▶ [Goal of the exercise]: Collect every line in the data that contains the string "sleeve", matching case exactly.

══ Records to process ══

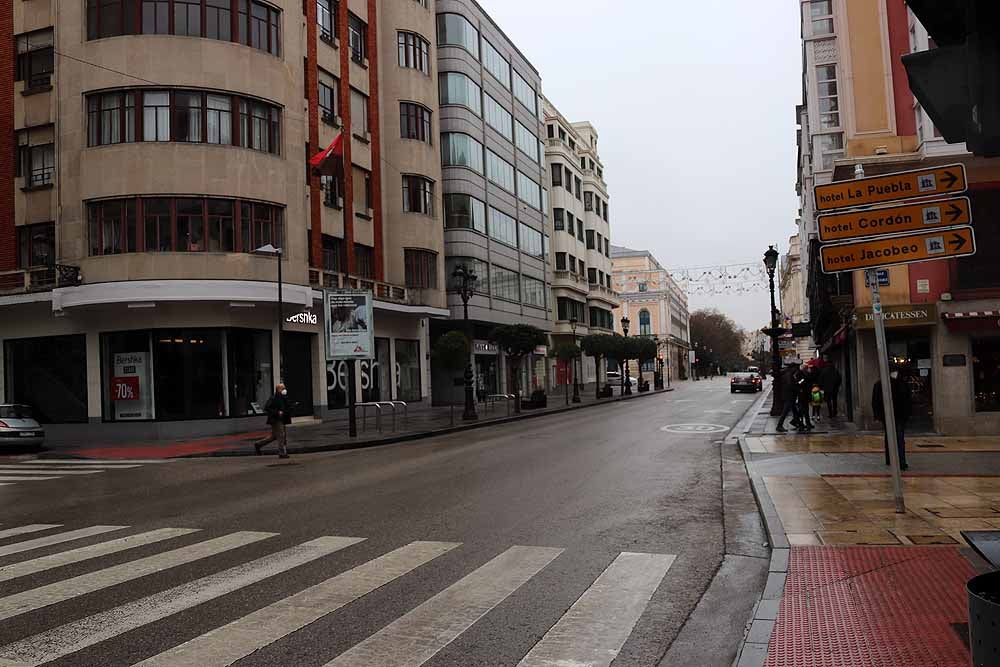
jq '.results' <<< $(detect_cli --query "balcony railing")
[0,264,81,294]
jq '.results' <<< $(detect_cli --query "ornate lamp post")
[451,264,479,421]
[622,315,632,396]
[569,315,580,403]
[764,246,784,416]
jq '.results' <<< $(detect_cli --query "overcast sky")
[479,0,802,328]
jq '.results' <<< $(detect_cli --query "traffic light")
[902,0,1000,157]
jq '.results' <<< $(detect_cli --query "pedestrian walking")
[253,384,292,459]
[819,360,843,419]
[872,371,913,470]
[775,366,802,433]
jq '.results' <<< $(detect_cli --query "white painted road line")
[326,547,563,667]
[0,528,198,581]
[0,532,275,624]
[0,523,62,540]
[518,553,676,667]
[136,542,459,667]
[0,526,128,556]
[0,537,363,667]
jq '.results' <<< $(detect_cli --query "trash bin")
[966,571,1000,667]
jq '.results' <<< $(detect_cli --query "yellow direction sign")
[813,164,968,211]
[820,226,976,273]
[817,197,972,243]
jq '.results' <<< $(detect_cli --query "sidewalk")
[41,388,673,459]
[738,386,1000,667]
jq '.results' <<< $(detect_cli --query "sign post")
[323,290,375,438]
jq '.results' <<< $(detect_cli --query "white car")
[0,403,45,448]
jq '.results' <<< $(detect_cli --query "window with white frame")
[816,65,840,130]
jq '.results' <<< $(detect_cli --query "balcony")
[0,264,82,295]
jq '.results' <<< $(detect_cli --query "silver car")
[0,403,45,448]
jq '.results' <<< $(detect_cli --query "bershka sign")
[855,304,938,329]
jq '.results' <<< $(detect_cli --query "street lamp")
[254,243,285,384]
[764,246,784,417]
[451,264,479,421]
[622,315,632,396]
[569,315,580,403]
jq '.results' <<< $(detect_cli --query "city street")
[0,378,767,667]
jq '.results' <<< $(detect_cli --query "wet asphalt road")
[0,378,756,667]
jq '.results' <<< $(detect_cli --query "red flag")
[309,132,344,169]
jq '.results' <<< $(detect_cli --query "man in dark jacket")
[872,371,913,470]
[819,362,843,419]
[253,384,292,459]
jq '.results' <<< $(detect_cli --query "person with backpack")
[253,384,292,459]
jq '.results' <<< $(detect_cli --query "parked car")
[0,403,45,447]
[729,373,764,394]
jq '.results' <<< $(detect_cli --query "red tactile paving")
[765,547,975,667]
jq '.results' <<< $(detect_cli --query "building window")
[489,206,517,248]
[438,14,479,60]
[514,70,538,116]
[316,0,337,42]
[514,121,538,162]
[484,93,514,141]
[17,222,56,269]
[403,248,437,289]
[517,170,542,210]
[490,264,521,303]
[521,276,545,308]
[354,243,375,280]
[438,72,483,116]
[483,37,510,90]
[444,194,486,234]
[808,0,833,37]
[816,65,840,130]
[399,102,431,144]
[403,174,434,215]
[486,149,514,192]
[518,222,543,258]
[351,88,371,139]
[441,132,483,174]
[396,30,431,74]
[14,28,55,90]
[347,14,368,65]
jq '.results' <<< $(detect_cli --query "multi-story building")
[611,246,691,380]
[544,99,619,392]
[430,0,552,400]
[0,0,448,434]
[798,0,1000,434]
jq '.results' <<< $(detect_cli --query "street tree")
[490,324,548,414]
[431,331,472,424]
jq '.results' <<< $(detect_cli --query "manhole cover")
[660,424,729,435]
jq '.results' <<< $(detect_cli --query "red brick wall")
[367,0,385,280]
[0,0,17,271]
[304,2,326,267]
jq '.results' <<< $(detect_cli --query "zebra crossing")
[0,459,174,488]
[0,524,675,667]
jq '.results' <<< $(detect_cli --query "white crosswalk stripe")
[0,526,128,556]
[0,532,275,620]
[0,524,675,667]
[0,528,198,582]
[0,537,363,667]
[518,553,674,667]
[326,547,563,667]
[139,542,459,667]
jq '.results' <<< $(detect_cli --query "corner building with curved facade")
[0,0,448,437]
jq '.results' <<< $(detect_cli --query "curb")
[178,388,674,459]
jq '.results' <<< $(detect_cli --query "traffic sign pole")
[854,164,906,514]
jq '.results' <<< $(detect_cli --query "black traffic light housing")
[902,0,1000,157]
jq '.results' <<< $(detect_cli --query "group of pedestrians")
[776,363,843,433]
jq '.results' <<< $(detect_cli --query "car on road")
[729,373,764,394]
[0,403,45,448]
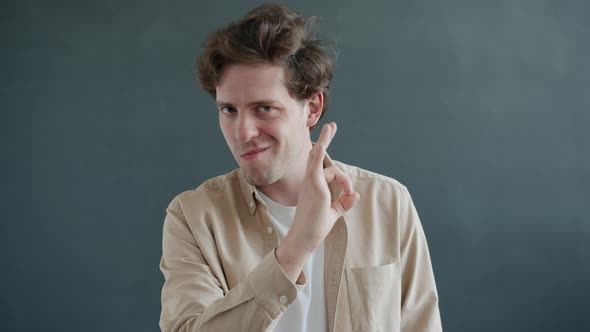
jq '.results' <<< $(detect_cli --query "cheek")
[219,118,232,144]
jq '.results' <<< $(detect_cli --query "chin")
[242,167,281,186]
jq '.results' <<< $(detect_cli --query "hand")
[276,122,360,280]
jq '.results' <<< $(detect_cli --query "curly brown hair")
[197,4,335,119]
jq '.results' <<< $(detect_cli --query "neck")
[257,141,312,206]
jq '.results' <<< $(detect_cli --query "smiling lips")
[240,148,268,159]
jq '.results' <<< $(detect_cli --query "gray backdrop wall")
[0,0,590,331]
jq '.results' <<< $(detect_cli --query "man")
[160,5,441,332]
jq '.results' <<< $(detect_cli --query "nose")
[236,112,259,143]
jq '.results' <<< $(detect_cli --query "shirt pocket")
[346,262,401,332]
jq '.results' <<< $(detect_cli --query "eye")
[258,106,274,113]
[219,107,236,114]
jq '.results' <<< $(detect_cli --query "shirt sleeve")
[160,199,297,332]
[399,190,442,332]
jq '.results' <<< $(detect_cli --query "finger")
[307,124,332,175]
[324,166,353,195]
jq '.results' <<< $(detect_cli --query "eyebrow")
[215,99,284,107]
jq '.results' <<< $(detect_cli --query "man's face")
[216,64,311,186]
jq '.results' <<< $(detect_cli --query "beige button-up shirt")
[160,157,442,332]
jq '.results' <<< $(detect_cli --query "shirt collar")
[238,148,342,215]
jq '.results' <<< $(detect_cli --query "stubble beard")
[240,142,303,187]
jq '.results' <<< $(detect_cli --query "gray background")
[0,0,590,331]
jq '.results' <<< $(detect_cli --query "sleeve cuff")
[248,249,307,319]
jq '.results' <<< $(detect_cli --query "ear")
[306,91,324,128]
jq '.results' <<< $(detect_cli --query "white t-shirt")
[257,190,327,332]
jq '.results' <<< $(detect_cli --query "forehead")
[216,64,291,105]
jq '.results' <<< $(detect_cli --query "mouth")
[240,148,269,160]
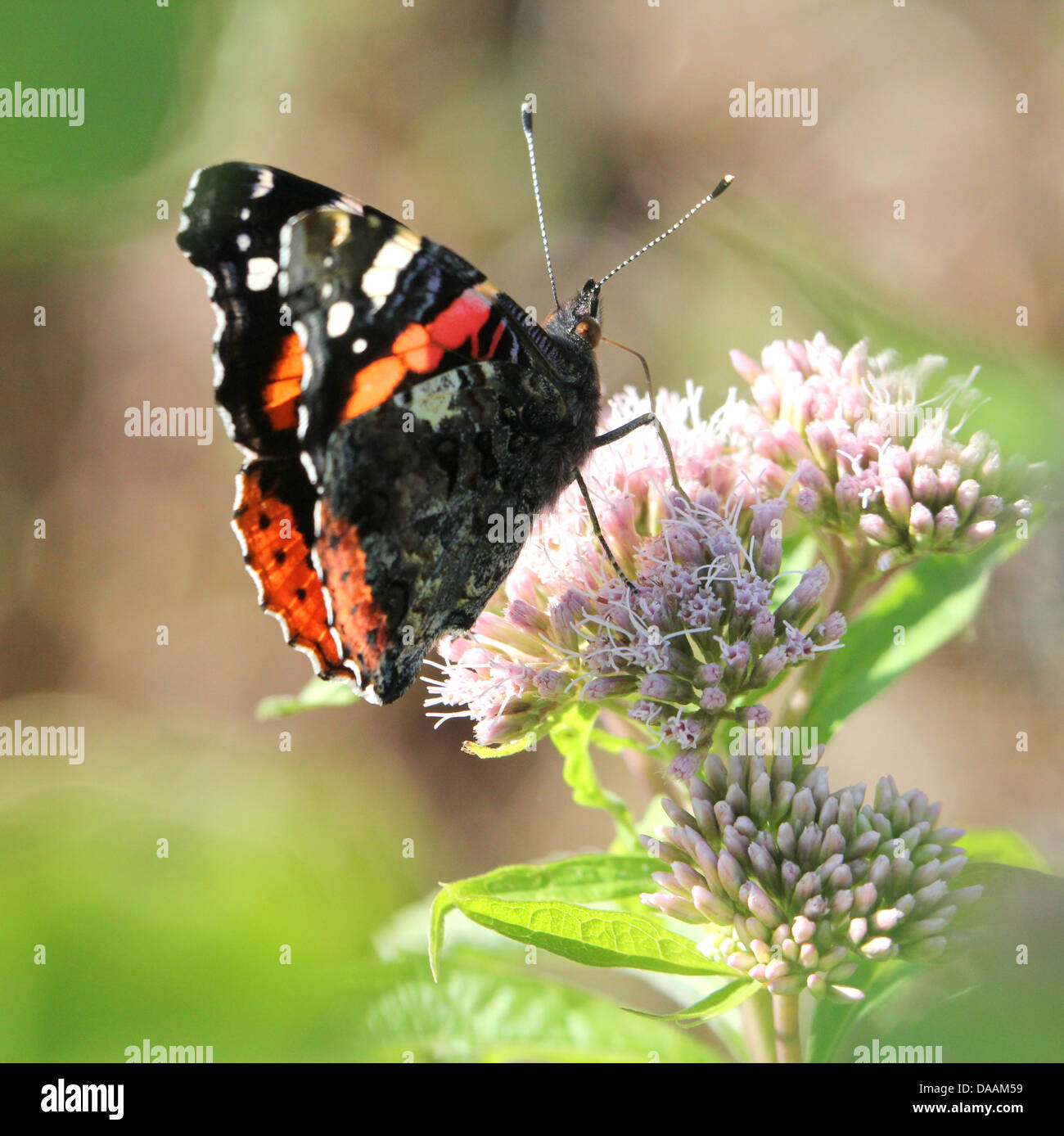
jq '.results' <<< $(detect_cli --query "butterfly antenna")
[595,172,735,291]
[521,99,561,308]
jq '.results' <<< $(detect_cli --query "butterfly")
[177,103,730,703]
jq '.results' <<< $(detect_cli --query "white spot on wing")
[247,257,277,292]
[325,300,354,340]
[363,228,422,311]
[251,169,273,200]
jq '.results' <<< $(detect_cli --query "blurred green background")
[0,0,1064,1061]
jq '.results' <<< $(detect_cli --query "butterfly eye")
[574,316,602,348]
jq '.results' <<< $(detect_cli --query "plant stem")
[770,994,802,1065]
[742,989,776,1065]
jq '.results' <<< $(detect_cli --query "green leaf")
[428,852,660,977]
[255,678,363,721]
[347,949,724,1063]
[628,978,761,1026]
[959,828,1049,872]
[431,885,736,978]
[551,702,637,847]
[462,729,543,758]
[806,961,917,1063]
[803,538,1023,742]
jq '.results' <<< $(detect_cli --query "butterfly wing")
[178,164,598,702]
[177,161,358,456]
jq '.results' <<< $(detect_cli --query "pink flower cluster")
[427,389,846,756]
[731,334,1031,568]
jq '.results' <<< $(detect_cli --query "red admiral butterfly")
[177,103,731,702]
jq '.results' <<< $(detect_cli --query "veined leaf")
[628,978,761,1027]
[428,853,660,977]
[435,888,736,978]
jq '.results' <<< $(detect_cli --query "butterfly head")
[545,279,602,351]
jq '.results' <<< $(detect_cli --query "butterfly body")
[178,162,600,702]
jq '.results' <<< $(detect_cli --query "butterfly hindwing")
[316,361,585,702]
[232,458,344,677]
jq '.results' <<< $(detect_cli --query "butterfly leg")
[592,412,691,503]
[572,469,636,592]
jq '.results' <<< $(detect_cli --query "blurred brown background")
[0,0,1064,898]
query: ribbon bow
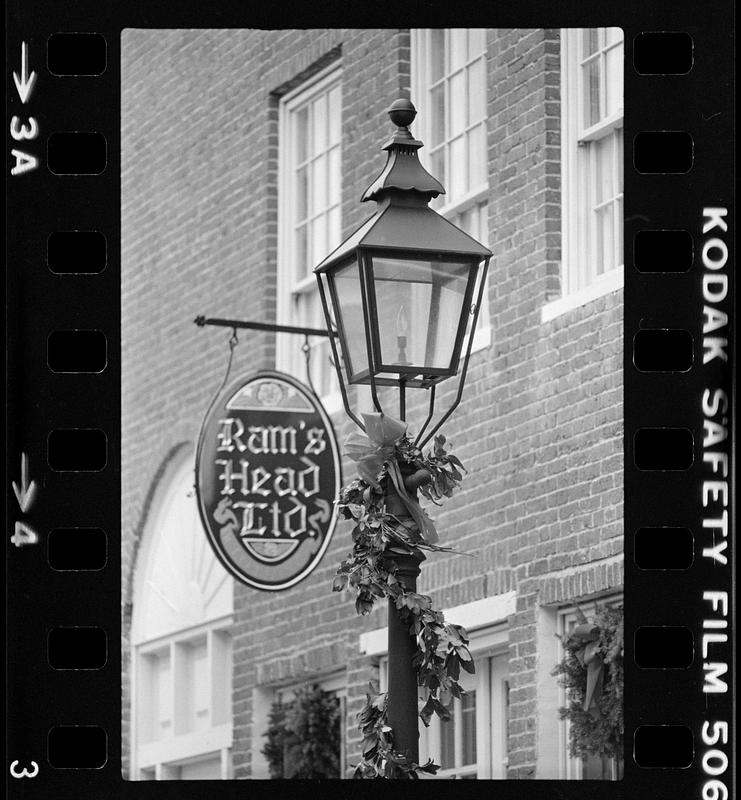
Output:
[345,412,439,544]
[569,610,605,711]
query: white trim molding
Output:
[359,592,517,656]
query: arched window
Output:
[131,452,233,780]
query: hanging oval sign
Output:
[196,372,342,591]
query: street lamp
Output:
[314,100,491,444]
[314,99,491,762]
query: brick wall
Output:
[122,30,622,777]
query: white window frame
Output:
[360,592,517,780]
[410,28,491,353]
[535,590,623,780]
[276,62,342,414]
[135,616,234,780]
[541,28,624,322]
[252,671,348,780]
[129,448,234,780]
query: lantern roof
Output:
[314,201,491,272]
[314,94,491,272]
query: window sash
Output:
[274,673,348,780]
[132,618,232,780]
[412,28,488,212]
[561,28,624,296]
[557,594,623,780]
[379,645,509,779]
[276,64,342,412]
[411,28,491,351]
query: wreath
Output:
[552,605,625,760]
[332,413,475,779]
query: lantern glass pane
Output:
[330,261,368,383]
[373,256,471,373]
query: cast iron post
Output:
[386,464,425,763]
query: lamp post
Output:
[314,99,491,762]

═══

▶ [The answer]:
jq '.results' <<< $(detect_cli --query "shirt sleeve")
jq '.results' <<< $(detect_cli --query "sleeve cuff")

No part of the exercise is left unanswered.